**INSTRUCTIONS TO FOLLOW**
Copy all of the records below verbatim, changing nothing and omitting nothing.

_ _ _ _

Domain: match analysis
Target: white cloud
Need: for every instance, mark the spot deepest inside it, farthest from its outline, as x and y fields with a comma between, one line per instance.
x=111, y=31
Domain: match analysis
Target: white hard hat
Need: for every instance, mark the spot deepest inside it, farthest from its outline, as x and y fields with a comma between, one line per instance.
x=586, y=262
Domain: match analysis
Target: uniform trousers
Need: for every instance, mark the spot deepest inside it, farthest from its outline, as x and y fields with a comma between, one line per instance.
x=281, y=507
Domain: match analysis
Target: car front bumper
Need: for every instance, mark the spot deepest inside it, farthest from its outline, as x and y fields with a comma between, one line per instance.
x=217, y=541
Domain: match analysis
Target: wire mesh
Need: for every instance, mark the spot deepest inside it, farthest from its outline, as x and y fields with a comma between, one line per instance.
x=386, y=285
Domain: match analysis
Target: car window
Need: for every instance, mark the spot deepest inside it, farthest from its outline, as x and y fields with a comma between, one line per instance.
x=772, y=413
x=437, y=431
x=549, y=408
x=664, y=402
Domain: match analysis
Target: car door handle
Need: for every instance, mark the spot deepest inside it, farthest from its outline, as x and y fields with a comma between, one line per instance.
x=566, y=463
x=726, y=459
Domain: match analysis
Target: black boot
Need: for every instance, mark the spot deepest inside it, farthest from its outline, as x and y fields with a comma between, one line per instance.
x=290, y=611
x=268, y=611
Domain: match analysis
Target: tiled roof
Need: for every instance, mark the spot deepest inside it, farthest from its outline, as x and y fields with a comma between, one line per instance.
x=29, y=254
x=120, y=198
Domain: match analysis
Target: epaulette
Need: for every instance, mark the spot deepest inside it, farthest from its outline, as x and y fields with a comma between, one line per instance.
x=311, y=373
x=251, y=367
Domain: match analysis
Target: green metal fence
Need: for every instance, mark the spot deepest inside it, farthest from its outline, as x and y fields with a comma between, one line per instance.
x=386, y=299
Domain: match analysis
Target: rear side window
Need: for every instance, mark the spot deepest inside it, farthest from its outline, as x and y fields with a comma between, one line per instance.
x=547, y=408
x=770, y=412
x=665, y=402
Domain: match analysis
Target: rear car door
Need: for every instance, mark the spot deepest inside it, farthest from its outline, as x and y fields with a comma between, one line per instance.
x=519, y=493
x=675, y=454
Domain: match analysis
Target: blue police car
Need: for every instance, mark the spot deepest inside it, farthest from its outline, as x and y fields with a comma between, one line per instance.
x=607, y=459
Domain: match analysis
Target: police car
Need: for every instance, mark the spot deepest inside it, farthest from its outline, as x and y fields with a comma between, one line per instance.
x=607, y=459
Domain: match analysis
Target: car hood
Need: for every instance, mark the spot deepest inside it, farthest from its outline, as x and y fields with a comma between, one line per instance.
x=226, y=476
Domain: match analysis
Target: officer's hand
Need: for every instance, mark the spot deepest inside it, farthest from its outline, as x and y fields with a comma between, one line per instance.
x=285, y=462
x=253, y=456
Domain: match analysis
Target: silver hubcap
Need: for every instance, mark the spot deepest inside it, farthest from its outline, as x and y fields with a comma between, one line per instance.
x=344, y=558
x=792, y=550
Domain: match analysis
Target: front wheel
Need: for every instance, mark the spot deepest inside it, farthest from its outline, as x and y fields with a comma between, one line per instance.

_ _ _ _

**FINAL ANSWER**
Domain: match analysis
Target: white cloud
Need: for every instance, mark the spot deepest inside it, farthest from its outline, as x and y fields with a comma between, one line per instance.
x=111, y=31
Domain: match analysis
Target: white hard hat
Need: for every instance, mark the spot deepest inside it, farthest from its outline, as x and y fields with a comma between, one line per instance.
x=586, y=262
Domain: match analysis
Target: uniform trousers
Need: for every instance, mark the spot deepest inside it, farthest from its outline, as x and y fields with a comma between, one line per instance.
x=281, y=507
Domain: match analysis
Target: car front bumper
Need: for every instance, mark the spot deepest inside it, farthest from its outline, as x and y fields with a comma between, one line per instance.
x=217, y=541
Domain: match analysis
Target: wire mesh
Need: for every instance, mark the spot deepest inside it, farthest from its outline, as x and y fields with a comma between, one line per instance.
x=386, y=285
Domain: match analysis
Target: car window
Need: for every instance, mark the spot deepest inside it, farthest from its outline, as x and y fields with a comma between, one line per instance.
x=772, y=413
x=437, y=431
x=549, y=408
x=664, y=402
Domain: match analysis
Target: car door handle
Need: for every instance, mark the spot deepest inside it, farthest from its outline, as x and y fields with a comma between, one line per instance.
x=566, y=463
x=726, y=459
Domain: match analysis
Target: black boot
Need: for every instance, mark the spot deepest inside it, farthest from its outline, as x and y fields with a comma between, one line per instance.
x=290, y=611
x=268, y=611
Domain: match analysis
Target: tiled roof
Need: for every instance, mark the spot deepest inside it, farthest from its outline, as x and y fields with a comma between, one line per instance.
x=29, y=254
x=120, y=198
Domain: match analysis
Target: epaulette
Need: for every instance, mark the spot deepest inside it, farthest from its outline, as x and y fields with a comma between, one line per instance.
x=311, y=373
x=251, y=367
Domain: match analysis
Target: green metal fence
Need: for every instance, mark the spot deepest inside it, farthest from its outline, as x and y fields with a comma between, one line per instance.
x=386, y=299
Domain: match analysis
Target: rear side window
Need: for every instance, mark the spot deepest inside it, farthest from its outline, as x and y fields with a comma between, one line per instance.
x=547, y=408
x=770, y=412
x=665, y=402
Domain: match analysis
Target: rear car door
Need: for every instance, mark the spot deepest inside it, farthest from its outline, as x and y fields with a comma between, one line per instance.
x=519, y=493
x=675, y=454
Domain: match analysis
Target: blue police car
Need: for every instance, mark the spot deepest inside it, farthest from its outline, as x and y fields with a comma between, one line per instance.
x=607, y=459
Domain: match analysis
Target: police car
Need: for every instance, mark the spot deepest inside it, farthest from its outline, as x and y fields with a comma between, one line per instance.
x=607, y=459
Domain: match analysis
Target: car hood
Need: for every instance, mark the spot deepest inside it, farthest from its outline, as x and y fields with a comma between, one line per instance.
x=226, y=476
Domain: match analysis
Target: officer's hand
Need: for every instance, mark the spot deepest inside it, farthest from its outline, as x and y fields with a comma between, one line per instance.
x=285, y=462
x=253, y=456
Domain: match analysis
Target: silver hubcap
Need: for every instance, mark the spot deepest inside it, farthest from its outline, as x and y fields with a comma between, one line per instance.
x=344, y=558
x=792, y=550
Domain: match analysis
Target: front wheel
Need: for every instance, mark the spot deepest inside it, farthest from its outline, as x and y fields with a comma between, one line per instance.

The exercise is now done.